▸ EXERCISE DIRECTIONS
Retype the bed-making blog post from "When I make his" to "very visceral way.", keeping every word and mark the same.

▸ DOCUMENT EXCERPT
[start]

Questions

Oct. 24th, 2011 03:47 pm
brigid: drawing of two women, one whispering to the other (me)

Niko has a bedding set with a licensed character set, Thomas And Friends. They were part of the “please please please sleep in your own bed FOR THE LOVE OF GOD stop kicking me all night” incentive when we got his twin bed set up in his room. And he’d refer to it as his “new bed” and his “little bed” and talk excitedly about his “Thomas sheets” but until recently he showed no interest in SLEEPING in that bed. He’d sit on it, he’d play in it, he’d drag the comforter off and roll around on the floor in it, but sleeping? Not so much.

Well, that has all changed (knock on wood)! Which means nobody kicks me all night, or pulls my hair, or scrapes their toenails all over my stomach/thighs while trying to warm their feet under my body. It also means I now have two beds to make every day.

When I make his bed, I put the top sheet on the bed upside down, then the comforter. Then I turn both back, so that the front side of the sheet, the “right” side of the sheet, is facing out. I do this when I make our bed, too. Years ago, when I was a little kid, a babysitter did that and I liked it and have been doing it ever since. But the other day I remembered more about the circumstances surrounding that little lesson, in a very visceral way.

[end]

▸ DATA EXTRACT
[start]

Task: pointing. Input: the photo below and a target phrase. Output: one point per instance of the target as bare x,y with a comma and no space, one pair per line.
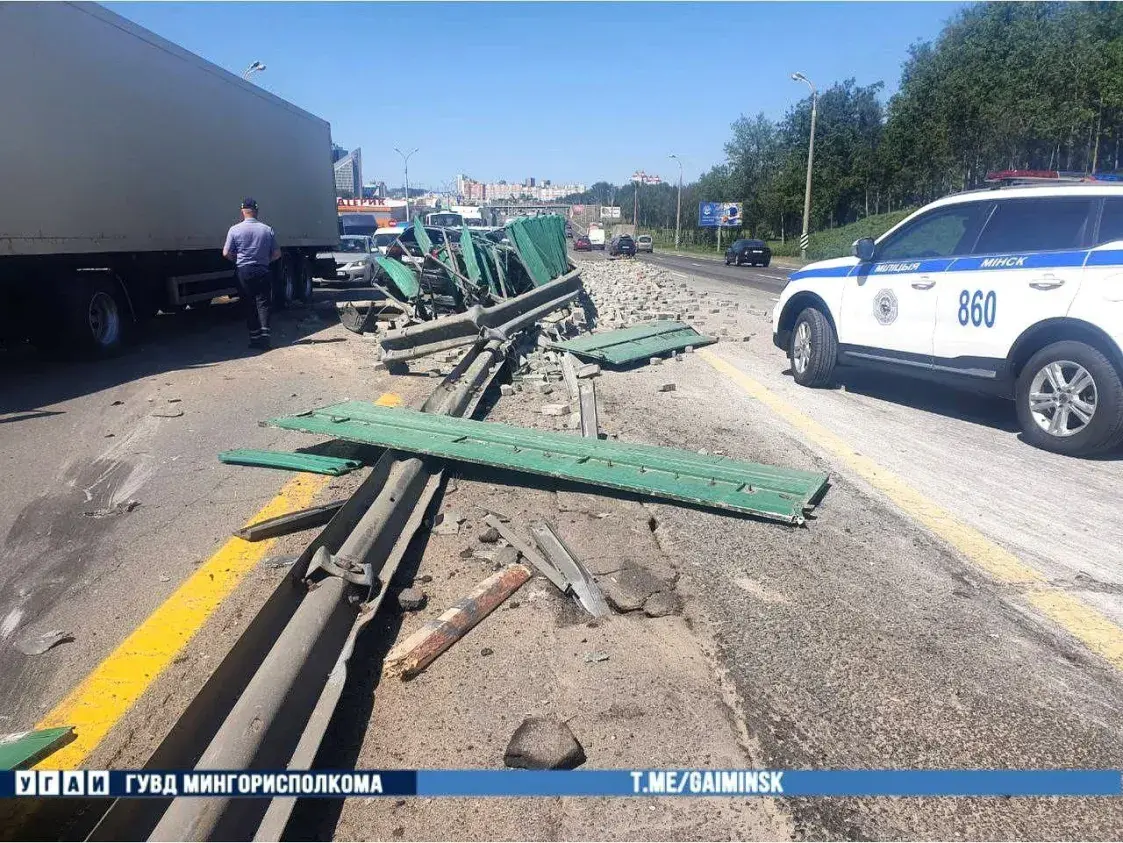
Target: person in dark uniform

[end]

▸ EXERCISE ANSWER
When I make his bed, I put the top sheet on the bed upside down, then the comforter. Then I turn both back, so that the front side of the sheet, the “right” side of the sheet, is facing out. I do this when I make our bed, too. Years ago, when I was a little kid, a babysitter did that and I liked it and have been doing it ever since. But the other day I remembered more about the circumstances surrounding that little lesson, in a very visceral way.